### YOUR TASK
Retype every record exactly. Leave the pictures out.

Items listed in a dataset
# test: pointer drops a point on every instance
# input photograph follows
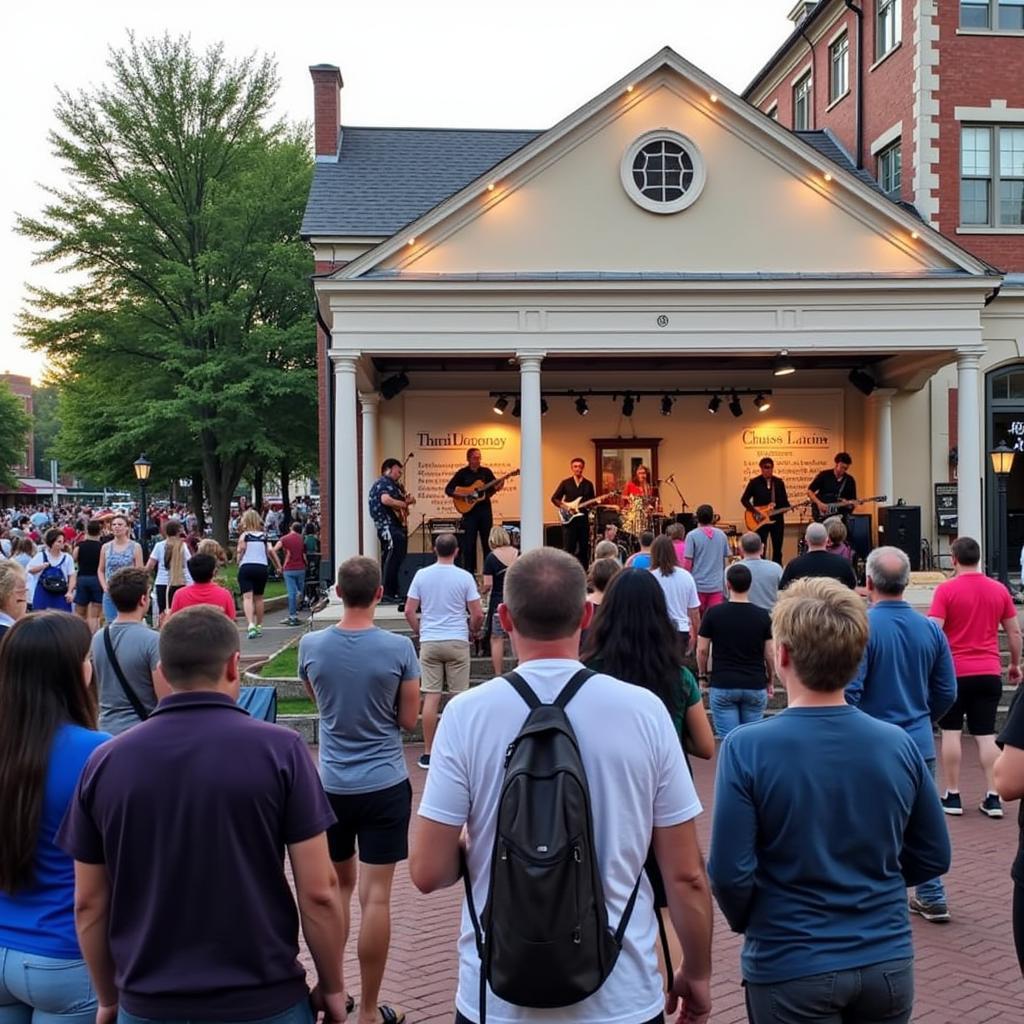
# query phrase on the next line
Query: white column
(346, 470)
(882, 398)
(531, 478)
(969, 446)
(369, 402)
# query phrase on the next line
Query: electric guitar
(836, 508)
(756, 517)
(572, 510)
(465, 499)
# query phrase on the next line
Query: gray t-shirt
(764, 582)
(137, 650)
(355, 676)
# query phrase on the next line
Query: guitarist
(388, 508)
(833, 486)
(766, 489)
(576, 534)
(477, 522)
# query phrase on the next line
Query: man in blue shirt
(905, 677)
(822, 816)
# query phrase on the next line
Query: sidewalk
(966, 971)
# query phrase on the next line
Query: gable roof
(386, 177)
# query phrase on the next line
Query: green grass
(284, 665)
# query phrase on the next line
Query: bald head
(889, 570)
(816, 537)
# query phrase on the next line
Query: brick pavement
(966, 971)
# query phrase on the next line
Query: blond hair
(823, 626)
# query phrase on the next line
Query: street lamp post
(1003, 461)
(142, 469)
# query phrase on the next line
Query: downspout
(859, 108)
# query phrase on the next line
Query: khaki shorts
(443, 659)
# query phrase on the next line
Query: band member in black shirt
(576, 534)
(477, 522)
(834, 486)
(765, 489)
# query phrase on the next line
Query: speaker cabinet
(899, 526)
(417, 560)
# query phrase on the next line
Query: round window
(663, 171)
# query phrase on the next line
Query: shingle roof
(387, 177)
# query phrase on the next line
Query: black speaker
(417, 560)
(859, 530)
(899, 526)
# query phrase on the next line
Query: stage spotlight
(394, 385)
(783, 365)
(862, 381)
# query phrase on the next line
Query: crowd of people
(827, 828)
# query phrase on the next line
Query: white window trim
(688, 198)
(887, 137)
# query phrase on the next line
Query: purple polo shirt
(190, 812)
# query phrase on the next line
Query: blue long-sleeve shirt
(906, 675)
(822, 817)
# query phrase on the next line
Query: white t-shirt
(638, 780)
(680, 595)
(443, 591)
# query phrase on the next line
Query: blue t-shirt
(355, 676)
(41, 920)
(823, 817)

### EXERCISE OUTPUT
# test: pointer drops a point on every instance
# input photograph follows
# query phrase on the next line
Query: white column
(346, 470)
(882, 398)
(531, 478)
(969, 446)
(369, 402)
# query phrase on the next line
Query: electric guitar
(836, 508)
(756, 517)
(572, 510)
(465, 499)
# query phrase on the next line
Query: gray t-shirt
(764, 582)
(137, 650)
(355, 676)
# query phrase on the next line
Query: guitarist
(388, 508)
(833, 486)
(766, 489)
(576, 534)
(477, 522)
# query phrase on the next line
Query: man in blue shirt
(905, 677)
(822, 816)
# query phrase on the next line
Query: sidewalk
(966, 971)
# query phrase on the next line
Query: gable roof
(386, 177)
# query phrase on the next line
Query: green grass
(284, 665)
# query phrase on the next line
Query: bald head
(889, 570)
(816, 537)
# query phrase on the next line
Query: brick pavement
(966, 971)
# query phrase on the next line
Query: blond hair
(823, 626)
# query phrase on the next line
Query: street lamp post
(1003, 461)
(142, 469)
# query phrase on the next line
Query: downspout
(859, 108)
# query phrase on the next line
Query: khaki shorts
(443, 659)
# query phrase on the next line
Query: band member in black shirt
(576, 534)
(477, 522)
(834, 486)
(765, 489)
# query phrase on the next line
Query: speaker cabinet
(899, 526)
(417, 560)
# query phrase on the next line
Query: round window
(663, 171)
# query phrase on the next line
Query: shingle roof
(387, 177)
# query phrase on the next line
Query: black speaker
(417, 560)
(859, 530)
(899, 526)
# query phrase on the next line
Query: stage spotlight
(394, 385)
(783, 365)
(862, 381)
# query phrase on the next line
Query: crowd of people
(827, 828)
# query phrase on the next line
Query: white window trim
(688, 198)
(887, 137)
# query phrase on the next line
Query: purple polo shirt
(190, 812)
# query phrase on the next line
Query: blue long-sleeve shirt
(906, 675)
(822, 817)
# query phrase on the next line
Query: white t-shirt
(638, 780)
(680, 595)
(443, 591)
# query phrase on the next line
Query: blue t-shirt
(355, 676)
(41, 920)
(823, 817)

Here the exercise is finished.